Je voudrais arrêter de vouloir tout contrôler. Je voudrais faire confiance, au conducteur de bus, au métro, à ceux qui me proposent leur amitié, aux gens dans la rue, à ceux qui prétendent m’aimer. Pas la confiance naïve des imbéciles heureux, mais l’aisance confortable de ceux qui se supportent, ceux qui ont trouvé comment s’aimer.

Ma pote

Il voulait pas trop nous laisser rentrer, ce gros con de physio, le mec qui n’a jamais vu la mer mais qui croit tout contrôler, il trouvait qu’on faisait tâche, moi gros cul, pull Celio et baskets trouées, elle complètement torchée prête à péter la gueule de la première poubelle qui l’ouvrirait. Je le voyais marmonner dans son oreillette, deux 38 tonnes en approche, MAYDAY MAYDAY, demandons l’autorisation de nous défouler, mais à 150 balles la coupe dans sa boîte pour adolescents dégénérés, il avait la politesse de nous écouter lui lécher le fion quelques minutes avant d’avoir la grâce de prendre sa décision. Et puis finalement, c’était pas tellement mon air défoncé ou mes fringues qui le faisait chier, c’était l’autre, celle qui se tenait à mon bras, qui avait passé la soirée à lui faire des doigts la dernière fois, qu’il avait du sortir à la force des bras après qu’elle aie décidé de se foutre à poil sur un air d’ocarina. On montre pas sa chatte aux petits jeunes hommes riches et aux ex de la Star Ac’ il paraît, ca fait femme de mauvaise vie, ca passe pas, mais tu peux payer un demi smic pour 2 whisky coca, ca dérange pas. Donc on négocie, on jure et on promet, que cette fois ca va, qu’elle va se tenir, que je suis la sagesse incarnée, qu’on fera rien de mal et qu’on a juste froid, qu’on lui suce la bite dans un coin sombre s’il nous laisse rentrer, et ca lui fait tellement peur qu’il finit par accepter, oubliant même de nous faire cracher au bassinet, preuve qu’on peut tout obtenir, même d’un connard de facho cocaïné.

Données
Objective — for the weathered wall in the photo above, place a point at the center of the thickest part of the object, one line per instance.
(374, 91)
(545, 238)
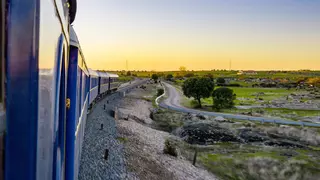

Consigne
Énumérez tous ceux à qui le « je » du premier paragraphe de l'extrait voudrait faire confiance. Le matériel est indépendant de l'extrait.

Corrigé
- au conducteur de bus
- au métro
- à ceux qui me proposent leur amitié
- aux gens dans la rue
- à ceux qui prétendent m'aimer